** begin Data in this exercise **
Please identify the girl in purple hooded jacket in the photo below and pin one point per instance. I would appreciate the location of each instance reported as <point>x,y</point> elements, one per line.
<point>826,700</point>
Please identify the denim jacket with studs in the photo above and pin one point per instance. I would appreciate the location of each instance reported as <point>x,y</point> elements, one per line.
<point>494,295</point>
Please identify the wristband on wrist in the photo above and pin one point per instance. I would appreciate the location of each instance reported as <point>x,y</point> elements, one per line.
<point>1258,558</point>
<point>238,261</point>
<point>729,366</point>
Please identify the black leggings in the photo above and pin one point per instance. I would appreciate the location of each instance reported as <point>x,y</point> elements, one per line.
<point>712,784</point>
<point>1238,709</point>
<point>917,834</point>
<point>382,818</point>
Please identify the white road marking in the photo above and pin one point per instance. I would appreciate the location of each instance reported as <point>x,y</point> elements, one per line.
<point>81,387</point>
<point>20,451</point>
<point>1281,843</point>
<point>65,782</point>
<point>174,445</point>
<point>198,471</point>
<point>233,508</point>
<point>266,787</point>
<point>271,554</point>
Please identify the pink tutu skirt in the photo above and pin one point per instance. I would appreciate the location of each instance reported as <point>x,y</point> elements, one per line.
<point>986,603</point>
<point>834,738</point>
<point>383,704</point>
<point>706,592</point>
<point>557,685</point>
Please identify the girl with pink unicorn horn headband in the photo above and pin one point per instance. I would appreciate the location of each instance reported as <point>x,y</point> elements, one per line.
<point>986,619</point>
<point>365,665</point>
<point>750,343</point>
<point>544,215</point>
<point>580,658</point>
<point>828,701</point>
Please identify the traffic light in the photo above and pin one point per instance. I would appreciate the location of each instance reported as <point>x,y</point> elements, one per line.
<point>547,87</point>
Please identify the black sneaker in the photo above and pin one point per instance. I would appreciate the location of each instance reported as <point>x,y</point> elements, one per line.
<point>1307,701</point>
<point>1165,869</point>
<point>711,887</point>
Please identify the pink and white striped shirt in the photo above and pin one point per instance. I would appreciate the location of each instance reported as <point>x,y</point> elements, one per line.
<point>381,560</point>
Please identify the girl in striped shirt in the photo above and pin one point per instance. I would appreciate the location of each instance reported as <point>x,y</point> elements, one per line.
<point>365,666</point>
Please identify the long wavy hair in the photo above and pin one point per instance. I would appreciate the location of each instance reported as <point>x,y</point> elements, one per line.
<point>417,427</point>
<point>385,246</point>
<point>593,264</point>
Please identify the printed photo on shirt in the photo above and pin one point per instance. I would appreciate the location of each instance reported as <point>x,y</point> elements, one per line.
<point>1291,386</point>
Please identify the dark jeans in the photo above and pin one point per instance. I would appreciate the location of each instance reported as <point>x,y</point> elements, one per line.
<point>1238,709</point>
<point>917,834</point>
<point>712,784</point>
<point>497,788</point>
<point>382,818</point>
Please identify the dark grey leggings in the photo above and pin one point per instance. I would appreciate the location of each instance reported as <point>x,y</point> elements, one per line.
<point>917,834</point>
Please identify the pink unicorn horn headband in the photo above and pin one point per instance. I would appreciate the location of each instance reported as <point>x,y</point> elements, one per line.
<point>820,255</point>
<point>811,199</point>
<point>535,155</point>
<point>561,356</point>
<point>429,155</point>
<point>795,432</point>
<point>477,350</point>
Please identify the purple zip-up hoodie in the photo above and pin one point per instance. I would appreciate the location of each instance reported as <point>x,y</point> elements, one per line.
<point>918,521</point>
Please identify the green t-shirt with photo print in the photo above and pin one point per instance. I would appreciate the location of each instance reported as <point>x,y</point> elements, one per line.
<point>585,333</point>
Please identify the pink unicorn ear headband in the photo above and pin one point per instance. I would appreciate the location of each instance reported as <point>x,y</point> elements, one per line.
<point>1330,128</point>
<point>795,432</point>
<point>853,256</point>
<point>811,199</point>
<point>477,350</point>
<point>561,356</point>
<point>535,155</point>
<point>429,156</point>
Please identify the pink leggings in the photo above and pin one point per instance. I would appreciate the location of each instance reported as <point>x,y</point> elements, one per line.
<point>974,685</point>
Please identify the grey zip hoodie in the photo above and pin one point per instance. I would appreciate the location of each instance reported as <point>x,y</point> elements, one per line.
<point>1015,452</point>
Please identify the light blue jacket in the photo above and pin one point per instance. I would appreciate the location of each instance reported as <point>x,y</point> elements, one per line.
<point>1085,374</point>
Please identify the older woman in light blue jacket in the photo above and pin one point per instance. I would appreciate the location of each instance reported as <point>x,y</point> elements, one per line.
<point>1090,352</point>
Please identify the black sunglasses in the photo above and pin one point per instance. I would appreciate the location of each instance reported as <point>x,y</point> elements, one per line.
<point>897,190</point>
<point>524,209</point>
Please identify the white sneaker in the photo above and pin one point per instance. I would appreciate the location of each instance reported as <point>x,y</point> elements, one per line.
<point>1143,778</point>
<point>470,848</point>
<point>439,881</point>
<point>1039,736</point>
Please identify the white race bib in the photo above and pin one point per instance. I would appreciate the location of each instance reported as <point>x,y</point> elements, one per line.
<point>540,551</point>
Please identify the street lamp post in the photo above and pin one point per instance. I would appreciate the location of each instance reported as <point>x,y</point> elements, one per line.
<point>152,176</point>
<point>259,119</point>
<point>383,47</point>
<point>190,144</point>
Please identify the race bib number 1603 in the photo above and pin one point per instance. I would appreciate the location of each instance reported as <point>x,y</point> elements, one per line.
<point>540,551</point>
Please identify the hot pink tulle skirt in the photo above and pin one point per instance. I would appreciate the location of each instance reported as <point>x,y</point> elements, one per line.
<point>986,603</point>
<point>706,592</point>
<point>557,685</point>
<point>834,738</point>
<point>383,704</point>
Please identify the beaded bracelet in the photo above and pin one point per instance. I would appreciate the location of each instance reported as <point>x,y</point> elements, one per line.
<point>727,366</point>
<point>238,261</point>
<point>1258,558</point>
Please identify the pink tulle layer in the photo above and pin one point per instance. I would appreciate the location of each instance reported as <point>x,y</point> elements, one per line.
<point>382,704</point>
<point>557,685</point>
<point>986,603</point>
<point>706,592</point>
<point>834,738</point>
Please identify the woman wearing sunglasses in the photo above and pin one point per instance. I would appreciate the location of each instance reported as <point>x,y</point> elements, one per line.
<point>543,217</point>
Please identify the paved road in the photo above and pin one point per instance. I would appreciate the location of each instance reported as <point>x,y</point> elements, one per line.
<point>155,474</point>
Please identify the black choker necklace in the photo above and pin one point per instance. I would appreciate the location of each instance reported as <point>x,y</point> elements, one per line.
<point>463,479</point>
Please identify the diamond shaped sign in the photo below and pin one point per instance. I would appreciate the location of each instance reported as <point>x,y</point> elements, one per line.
** end Data in this exercise **
## Exercise description
Copy all the items above word for word, line by line.

## The response
Please identify the girl in purple hooded jacket in the photo below and pin one point per instance. I would appreciate the location of each instance reported as <point>x,y</point> elements, one per line.
<point>826,700</point>
Please identify the denim jacket with studs in the photo above and pin one point per instance. I would appreciate the location of each instance reported as <point>x,y</point> elements, one per line.
<point>494,295</point>
Please identify the wristband on wrist in the photo above and pin one point per instance. I would appreciate the location of each instance reported as <point>x,y</point> elements, one per line.
<point>1258,558</point>
<point>238,261</point>
<point>729,366</point>
Please identify the black leggings in the photo above and pin one point per instance. I would appreciate the location of each instance reported as <point>x,y</point> elements, one per line.
<point>712,784</point>
<point>1238,709</point>
<point>917,834</point>
<point>382,818</point>
Please identify the white road marking in the photo above and pin one point per instance. I would appreciate the location of each instance reported as <point>x,y</point> elements, one per line.
<point>81,387</point>
<point>20,451</point>
<point>1281,843</point>
<point>65,782</point>
<point>174,445</point>
<point>198,471</point>
<point>233,508</point>
<point>266,787</point>
<point>271,554</point>
Please identify the pink tutu skirt in the photo above and pin one point per instance. I would appreciate the location of each instance reported as <point>x,y</point> elements, one per line.
<point>986,603</point>
<point>834,738</point>
<point>383,704</point>
<point>706,592</point>
<point>557,685</point>
Please identify the girl with pink unicorn horn headband in the photo above and pin one point per instance. I would appreciate the location of each instance reported as <point>x,y</point> elements, one per line.
<point>986,619</point>
<point>365,665</point>
<point>750,343</point>
<point>544,215</point>
<point>580,658</point>
<point>828,701</point>
Please identify the traffic light in the photo above and pin one point per instance. I would appreciate the location of each instance reported as <point>x,y</point> elements, one per line.
<point>547,87</point>
Please identify the black sneaker in the photo above and pin one point per instance. I would appreciate the location of each instance reported as <point>x,y</point> elements, one per line.
<point>1307,701</point>
<point>1165,869</point>
<point>711,887</point>
Please identify the pink and white striped shirt in the photo above and pin one point per instance. I would appreciate the location of each instance reported as <point>x,y</point> elements, one per line.
<point>381,560</point>
Please identify the girl in striped shirt in the photo above and pin one point per instance. I would appreciate the location of each instance reported as <point>x,y</point> elements, one per line.
<point>365,666</point>
Please identify the long wavy hair in the photo above and pin one point per instance. I would appreciate the location of each instance reported as <point>x,y</point> elements, one per line.
<point>417,427</point>
<point>385,246</point>
<point>593,264</point>
Please identify the printed photo on shirt in the photo above and pin one point per instance. I would appreciate the location of each instance reported as <point>x,y</point> elements, one per line.
<point>1291,386</point>
Please identify the dark jeans in the photo above and pin one point per instance. I would appreciate the location of each instance reported as <point>x,y</point> elements, one per line.
<point>1238,709</point>
<point>917,834</point>
<point>712,784</point>
<point>497,788</point>
<point>382,818</point>
Please identify the dark grey leggings in the photo above and pin one point per instance. I would appreciate the location of each instance reported as <point>x,y</point> elements, one per line.
<point>917,834</point>
Please identify the pink unicorn horn headband in the photo above and pin one point per instance. I would appreciate the location of each instance reported as <point>x,y</point> elements, one per line.
<point>820,255</point>
<point>811,199</point>
<point>535,155</point>
<point>561,356</point>
<point>429,155</point>
<point>795,432</point>
<point>477,350</point>
Please identify the purple zip-up hoodie in the photo above and pin one point per instance. I would appreciate the location of each instance reported as <point>x,y</point> elements, one per line.
<point>918,521</point>
Please identify the green t-shirt with photo print in the photo above and pin one point per instance. I would appreciate the location of each instance reported as <point>x,y</point> elements, one per line.
<point>585,333</point>
Please identify the pink unicorn ear headband in the photo above and pin one point per instance. I would appreciate the location of each instance reported as <point>x,y</point> elements, one per line.
<point>1330,128</point>
<point>795,432</point>
<point>853,256</point>
<point>811,199</point>
<point>477,350</point>
<point>561,356</point>
<point>535,155</point>
<point>429,156</point>
Please identify the pink leggings in the photo above and pin one point per instance. I would appreciate the location of each instance reported as <point>x,y</point> elements, one per line.
<point>974,685</point>
Please identify the grey zip hoodie in the photo above and pin one point per instance. I would appreciate the location of each instance reported as <point>x,y</point> elements, one per line.
<point>1015,452</point>
Please identify the light blue jacket in the photo above and pin one point per instance. I would appreciate the location of each instance reported as <point>x,y</point> elements, one per line.
<point>1085,374</point>
Please identify the older woman in light blue jacket in the photo above and pin one point per instance. I would appreciate the location of each instance reported as <point>x,y</point> elements, one per line.
<point>1090,352</point>
Please identify the black sunglasses in the photo above and pin one point per instance. I would appreciate the location of each instance reported as <point>x,y</point> elements, one per line.
<point>897,190</point>
<point>524,209</point>
Please identify the white sneaker in the photo above and pin one point per instance. I would appreciate the location of each instance reported as <point>x,y</point> elements, one per line.
<point>1143,778</point>
<point>470,848</point>
<point>439,881</point>
<point>1039,736</point>
Please identify the white race bib in the photo above and pin one point per instance. I would appreciate the location of each instance reported as <point>x,y</point> elements, one per line.
<point>540,551</point>
Please identify the street lamp post in the photo above and pin one point per instance. I would appreciate the location of each instance reported as <point>x,y</point> elements, one per line.
<point>152,176</point>
<point>259,119</point>
<point>383,47</point>
<point>190,144</point>
Please identify the race bib number 1603 in the photo above and pin one point per instance. I would appreciate the location of each instance reported as <point>x,y</point> elements, one per line.
<point>540,551</point>
Please identify the hot pink tulle skirt in the photo above and pin one point per instance. I would appreciate the location of each instance reported as <point>x,y</point> elements, one per line.
<point>986,603</point>
<point>706,592</point>
<point>557,685</point>
<point>834,738</point>
<point>383,704</point>
Please identify the beaded bracelet in the photo above and pin one point per instance. I would appreciate the location of each instance reported as <point>x,y</point> elements, one per line.
<point>727,366</point>
<point>238,261</point>
<point>1258,558</point>
Please identify the pink tulle layer in the photo above and pin one point per instance. I would appreciate the location of each instance reported as <point>x,y</point> elements, one per line.
<point>382,704</point>
<point>557,685</point>
<point>986,603</point>
<point>706,592</point>
<point>834,738</point>
Please identify the woman wearing sunglasses in the photo above and pin one point per instance. I would appreciate the location of each instance reported as <point>x,y</point> elements, one per line.
<point>543,217</point>
Please identify the paved road in the photo above and pin one point per instance. I would appreciate the location of each instance reported as <point>x,y</point> elements, one per line.
<point>155,474</point>
Please identify the black choker necklace in the photo above and pin one point per instance. I would appreciate the location of each instance reported as <point>x,y</point> elements, one per line.
<point>463,479</point>
Please identify the diamond shaped sign in the photo below and pin one point per instance. I would appreciate the location of each instance reported as <point>x,y</point> elements, one per line.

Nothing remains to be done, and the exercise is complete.